*Written request 1*: Copy the records below character for character, leaving out the pictures.

*Article*:
━━━━━━━━━━━━━━━━━━━━

Women are not viewed glamorously in Wood’s work,  rather they are utilitarian participants whose contributions are essential to farm life.   The one work in which Wood takes a decidedly scurrilous twist is  “Daughters of Revolution,” 1932. In it, three members of the D.A.R. looking smug and superior gaze outward. One holds a blue Willoware tea cup.  That Wood chose this tea cup, a pattern popular among many pompous WASP households in the early 20th century, might be a subtle pun that D.A.R members were not his cup of tea. The D.A.R. were outraged at the portrait, which must have delighted Wood as the D.A.R  had refused to celebrate his stained - glass window because he used German craftsmen, an act they deemed unpatriotic.   

Many of the strongest works in the show focus on agrarian life, painted in a fantastical style that reveals rather than idealizes the darkness of the time.  “Spring Turning,” 1936 is a landscape viewed from above of vibrant green rolling hills, defined by freshly tilled rows. Small balloon-like trees dot the landscape. Godlike, we float above the countryside feeling precarious and  unsettled.

There is something noteworthy about the balloon-like trees, for they are not the tight brush stroke trees of the American landscape painters, rather, voluptuous perennials that draw us in to suggest abundance and sensuality at a time when our country lacked both.  (Curiously, Wood’s trees are the very ones evident on the Willoware tea cup in Daughters of Revolution.)

━━━━━━━━━━━━━━━━━━━━

*Written request 2*:
Answer these questions about the passage on Wood's paintings:
(a) In what year was "Daughters of Revolution" painted?
(b) How are the trees in "Spring Turning" described?
(c) On what object are Wood's trees said to be evident?

*Task data*:
━━━━━━━━━━━━━━━━━━━━

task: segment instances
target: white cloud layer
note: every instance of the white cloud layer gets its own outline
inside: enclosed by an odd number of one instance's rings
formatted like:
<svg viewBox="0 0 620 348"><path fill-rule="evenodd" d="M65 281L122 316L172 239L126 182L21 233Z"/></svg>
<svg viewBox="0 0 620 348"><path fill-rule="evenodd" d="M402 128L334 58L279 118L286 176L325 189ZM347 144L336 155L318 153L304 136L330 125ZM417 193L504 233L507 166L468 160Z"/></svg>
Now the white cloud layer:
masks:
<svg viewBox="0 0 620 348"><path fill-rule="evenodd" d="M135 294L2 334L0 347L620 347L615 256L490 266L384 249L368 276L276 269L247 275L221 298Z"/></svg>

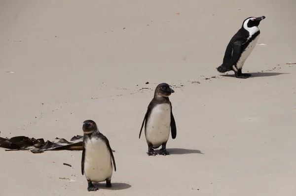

━━━━━━━━━━━━━━━━━━━━

*Correct response 1*:
task: segment instances
target: white cloud layer
note: every instance of the white cloud layer gets its own outline
inside: enclosed by an odd number of one instance's rings
formatted like:
<svg viewBox="0 0 620 348"><path fill-rule="evenodd" d="M65 281L122 316L172 239L126 182L21 233Z"/></svg>
<svg viewBox="0 0 620 348"><path fill-rule="evenodd" d="M402 128L334 58L279 118L286 176L325 189ZM347 144L336 155L318 153L304 136L330 125ZM417 193L504 233L507 166L468 160Z"/></svg>
Now the white cloud layer:
masks:
<svg viewBox="0 0 620 348"><path fill-rule="evenodd" d="M135 294L2 334L0 347L620 347L615 256L490 266L384 249L368 276L276 269L247 275L221 298Z"/></svg>

*Correct response 2*:
(a) 1932.
(b) They are small balloon-like trees that dot the landscape.
(c) On the Willoware tea cup in "Daughters of Revolution."